> TASK DETAILS: Starting at the beginning of the rows and ending at the line that contains "36L311 43L324 42L328", write those lines out again with "rough mask" swapped for "draft mask" and nothing else changed.

> Data entries:

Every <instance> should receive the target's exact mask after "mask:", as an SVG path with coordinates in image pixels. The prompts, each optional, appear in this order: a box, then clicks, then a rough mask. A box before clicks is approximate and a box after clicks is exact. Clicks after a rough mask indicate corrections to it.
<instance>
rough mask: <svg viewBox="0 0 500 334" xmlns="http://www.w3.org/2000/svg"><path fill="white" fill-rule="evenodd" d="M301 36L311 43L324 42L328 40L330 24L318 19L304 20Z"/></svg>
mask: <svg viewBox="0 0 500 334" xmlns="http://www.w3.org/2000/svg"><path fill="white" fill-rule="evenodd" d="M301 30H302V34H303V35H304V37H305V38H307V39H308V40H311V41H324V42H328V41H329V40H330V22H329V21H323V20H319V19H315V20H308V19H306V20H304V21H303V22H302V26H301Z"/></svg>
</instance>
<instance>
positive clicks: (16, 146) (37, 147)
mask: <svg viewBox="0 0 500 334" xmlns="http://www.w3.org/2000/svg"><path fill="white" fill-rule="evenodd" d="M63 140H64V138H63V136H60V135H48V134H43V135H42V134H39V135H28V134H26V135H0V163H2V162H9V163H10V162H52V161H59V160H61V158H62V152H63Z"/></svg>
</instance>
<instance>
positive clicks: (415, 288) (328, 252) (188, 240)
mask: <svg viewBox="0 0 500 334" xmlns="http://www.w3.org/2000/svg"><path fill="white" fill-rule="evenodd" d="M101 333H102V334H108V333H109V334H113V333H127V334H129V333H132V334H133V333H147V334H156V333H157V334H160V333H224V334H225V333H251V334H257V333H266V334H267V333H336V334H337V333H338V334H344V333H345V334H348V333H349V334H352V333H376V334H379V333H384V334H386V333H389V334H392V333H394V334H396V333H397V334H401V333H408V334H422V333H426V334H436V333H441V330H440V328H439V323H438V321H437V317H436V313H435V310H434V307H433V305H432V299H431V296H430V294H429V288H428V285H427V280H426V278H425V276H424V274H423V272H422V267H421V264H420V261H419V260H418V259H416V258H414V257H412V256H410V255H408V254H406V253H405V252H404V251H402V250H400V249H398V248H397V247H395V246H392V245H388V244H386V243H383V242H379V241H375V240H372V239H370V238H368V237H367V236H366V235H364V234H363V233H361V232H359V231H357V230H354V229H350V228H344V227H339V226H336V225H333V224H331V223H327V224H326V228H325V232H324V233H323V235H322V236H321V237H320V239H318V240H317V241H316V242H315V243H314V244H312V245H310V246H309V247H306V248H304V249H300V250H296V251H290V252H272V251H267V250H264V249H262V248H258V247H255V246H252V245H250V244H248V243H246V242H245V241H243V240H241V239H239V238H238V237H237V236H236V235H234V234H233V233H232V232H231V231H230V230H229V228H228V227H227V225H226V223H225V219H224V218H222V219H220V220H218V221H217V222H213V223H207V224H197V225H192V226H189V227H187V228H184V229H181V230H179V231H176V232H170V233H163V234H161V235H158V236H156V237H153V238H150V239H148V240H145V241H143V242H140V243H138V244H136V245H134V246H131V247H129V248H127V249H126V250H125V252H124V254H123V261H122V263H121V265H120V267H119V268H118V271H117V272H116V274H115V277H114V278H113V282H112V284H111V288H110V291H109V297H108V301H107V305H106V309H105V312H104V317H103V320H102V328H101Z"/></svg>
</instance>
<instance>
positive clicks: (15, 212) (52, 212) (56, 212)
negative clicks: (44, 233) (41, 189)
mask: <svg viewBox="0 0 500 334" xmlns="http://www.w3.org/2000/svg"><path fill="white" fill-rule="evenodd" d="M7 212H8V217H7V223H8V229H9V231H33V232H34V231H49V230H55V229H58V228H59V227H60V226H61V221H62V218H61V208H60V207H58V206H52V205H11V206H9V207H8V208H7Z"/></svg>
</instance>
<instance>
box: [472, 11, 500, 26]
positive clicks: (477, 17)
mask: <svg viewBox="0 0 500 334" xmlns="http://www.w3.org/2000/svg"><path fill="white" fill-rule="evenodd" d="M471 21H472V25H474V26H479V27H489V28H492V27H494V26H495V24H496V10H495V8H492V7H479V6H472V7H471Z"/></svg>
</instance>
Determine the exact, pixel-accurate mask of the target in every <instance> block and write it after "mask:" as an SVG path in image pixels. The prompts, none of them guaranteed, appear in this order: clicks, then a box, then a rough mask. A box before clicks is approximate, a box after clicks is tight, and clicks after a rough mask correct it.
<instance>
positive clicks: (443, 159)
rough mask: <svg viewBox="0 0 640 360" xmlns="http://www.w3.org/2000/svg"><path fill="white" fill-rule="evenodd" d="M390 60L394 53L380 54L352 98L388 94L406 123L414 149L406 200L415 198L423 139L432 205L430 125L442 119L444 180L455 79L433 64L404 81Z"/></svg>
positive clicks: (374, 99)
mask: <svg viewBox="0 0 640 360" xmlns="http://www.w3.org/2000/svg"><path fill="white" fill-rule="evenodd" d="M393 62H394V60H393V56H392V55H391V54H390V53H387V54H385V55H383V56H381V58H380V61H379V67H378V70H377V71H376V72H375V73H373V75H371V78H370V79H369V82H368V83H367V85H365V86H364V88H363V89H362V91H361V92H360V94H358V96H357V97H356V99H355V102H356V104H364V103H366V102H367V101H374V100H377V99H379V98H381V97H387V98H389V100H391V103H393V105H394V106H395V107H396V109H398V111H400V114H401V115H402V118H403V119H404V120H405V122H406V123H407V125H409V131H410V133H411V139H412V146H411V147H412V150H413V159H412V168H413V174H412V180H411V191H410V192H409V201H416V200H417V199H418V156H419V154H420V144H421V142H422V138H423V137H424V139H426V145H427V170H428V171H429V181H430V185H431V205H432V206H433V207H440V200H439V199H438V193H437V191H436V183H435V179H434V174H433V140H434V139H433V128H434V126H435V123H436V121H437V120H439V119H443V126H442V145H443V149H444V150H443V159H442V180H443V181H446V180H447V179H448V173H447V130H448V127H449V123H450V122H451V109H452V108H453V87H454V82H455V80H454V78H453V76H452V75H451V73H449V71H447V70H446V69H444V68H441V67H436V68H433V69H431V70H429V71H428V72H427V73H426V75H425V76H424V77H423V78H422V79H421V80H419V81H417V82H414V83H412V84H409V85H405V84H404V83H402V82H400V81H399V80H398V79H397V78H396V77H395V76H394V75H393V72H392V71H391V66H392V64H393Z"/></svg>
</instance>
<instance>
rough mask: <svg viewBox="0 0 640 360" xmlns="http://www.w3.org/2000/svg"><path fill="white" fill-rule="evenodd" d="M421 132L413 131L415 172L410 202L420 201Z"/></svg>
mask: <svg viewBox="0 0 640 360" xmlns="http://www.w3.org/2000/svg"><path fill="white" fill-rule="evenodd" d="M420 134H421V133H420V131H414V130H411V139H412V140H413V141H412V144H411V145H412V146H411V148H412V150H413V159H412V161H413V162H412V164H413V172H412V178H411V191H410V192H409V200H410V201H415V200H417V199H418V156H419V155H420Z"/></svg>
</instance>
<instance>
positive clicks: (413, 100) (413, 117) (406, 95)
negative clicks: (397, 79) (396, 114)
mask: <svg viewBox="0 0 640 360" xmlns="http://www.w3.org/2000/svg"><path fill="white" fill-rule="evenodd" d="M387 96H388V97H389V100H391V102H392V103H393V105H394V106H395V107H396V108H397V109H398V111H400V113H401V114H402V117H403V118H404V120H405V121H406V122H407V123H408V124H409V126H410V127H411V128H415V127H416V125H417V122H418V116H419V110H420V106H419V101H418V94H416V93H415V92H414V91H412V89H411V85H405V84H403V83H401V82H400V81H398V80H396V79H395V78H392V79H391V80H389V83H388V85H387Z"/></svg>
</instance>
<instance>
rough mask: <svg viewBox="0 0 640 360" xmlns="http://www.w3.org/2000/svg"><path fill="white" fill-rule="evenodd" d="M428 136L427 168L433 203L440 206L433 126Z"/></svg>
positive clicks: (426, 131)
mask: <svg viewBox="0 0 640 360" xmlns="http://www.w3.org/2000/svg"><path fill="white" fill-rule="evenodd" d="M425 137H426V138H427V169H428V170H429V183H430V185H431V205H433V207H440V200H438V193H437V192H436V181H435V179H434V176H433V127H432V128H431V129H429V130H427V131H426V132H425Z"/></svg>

> RESPONSE:
Every <instance> should receive the target's exact mask after "mask:", as an SVG path with coordinates in image pixels. The prompts, each optional, appear in this order: a box, then clicks, then a draft mask. A box before clicks is approximate and a box after clicks is exact. Clicks after a draft mask indicate corrections to it.
<instance>
draft mask: <svg viewBox="0 0 500 334" xmlns="http://www.w3.org/2000/svg"><path fill="white" fill-rule="evenodd" d="M301 36L311 43L324 42L328 40L330 24L318 19L304 20Z"/></svg>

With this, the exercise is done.